━━━ Given passage

People talk about flossing like it’s the be-all and end-all of personal hygiene, a thing I have long believed to be untrue. Brushing your teeth twice a day and using mouthwash, preferably of the antibacterial sort, seems like plenty of effort to maintain fine dental health without driving a piece of minty string between each and every tooth in your mouth, which takes a long time and is boring. Zzzz.
I’ve almost always been in the minority of believing that flossing is a) a scam and b) a huge waste of time, which is probably because those are opinions that are subjective and that I made up for my own defensive purposes. After all, the federal government has recommended a good floss as a necessity since 1979. But wait! The Associated Press is suddenly, for some reason (do staffers at the AP hate flossing their teeth, too?), backing me up on this.
Last year, the news agency launched an investigation into whether or not flossing is, as the American Dental Association insists on its website, “an essential part of taking care of your teeth and gums.” This strongly worded recommendation has appeared in the Dietary Guidelines for Americans issued every five years—which, the AP says, must under law be based on scientific evidence. In the 2016 edition, the latest dietary guidelines have been wiped of any mention of flossing. Let’s call it a coincidence.
MORE: The Best Foods to Eat for Whiter, Healthier Teeth
Or not. In a letter to the AP, the US government admitted that the efficacy of flossing has never been fully researched to standards. The AP looked at the most “rigorous” studies on flossing over the past decade. The findings, as they report: “The evidence for flossing is ‘weak, very unreliable,’ of ‘very low’ quality, and carries ‘a moderate to large potential for bias.'” Womp!

━━━━━━

Problems to solve →
[1] In the flossing article, since what year has the federal government recommended flossing?
[2] Continue the flossing article from its last sentence.

━━━ Stored data

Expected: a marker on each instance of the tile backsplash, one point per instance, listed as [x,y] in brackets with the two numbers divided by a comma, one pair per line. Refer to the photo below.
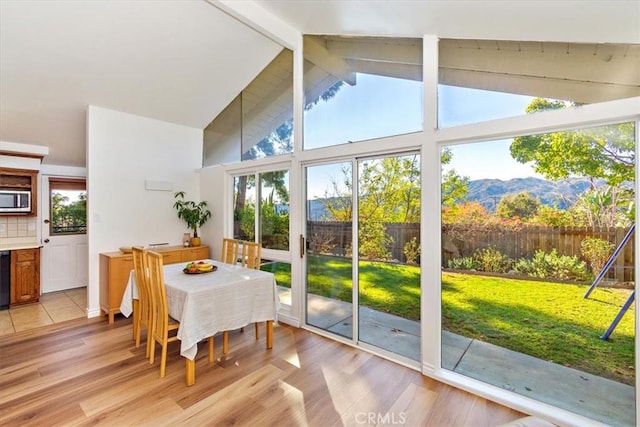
[17,226]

━━━━━━

Answers to each task →
[1] 1979

[2]
Even companies with large market shares in the flossing business had a hard time submitting evidence of their claims that floss reduces plaque or gingivitis. Procter & Gamble directed the AP to a two-week study that had already been discounted as irrelevant in the 2011 research review; Johnson & Johnson spokesman Marc Boston declined comment when the AP sent him a list of studies contradicting his claim that floss helps remove plaque.
The ADA awards its Seal of Acceptance to companies after a rigorous evaluation and does not profit from the floss-making companies it approves of, but it does accept funding from those companies and allow them to design the studies. The organization has promoted flossing since 1908—until now, because as dentist Damien Walmsley, a scientific advisor to the British Dental Association, told the AP, “It’s important to tell people to do the basics. Flossing is not part of the basics.”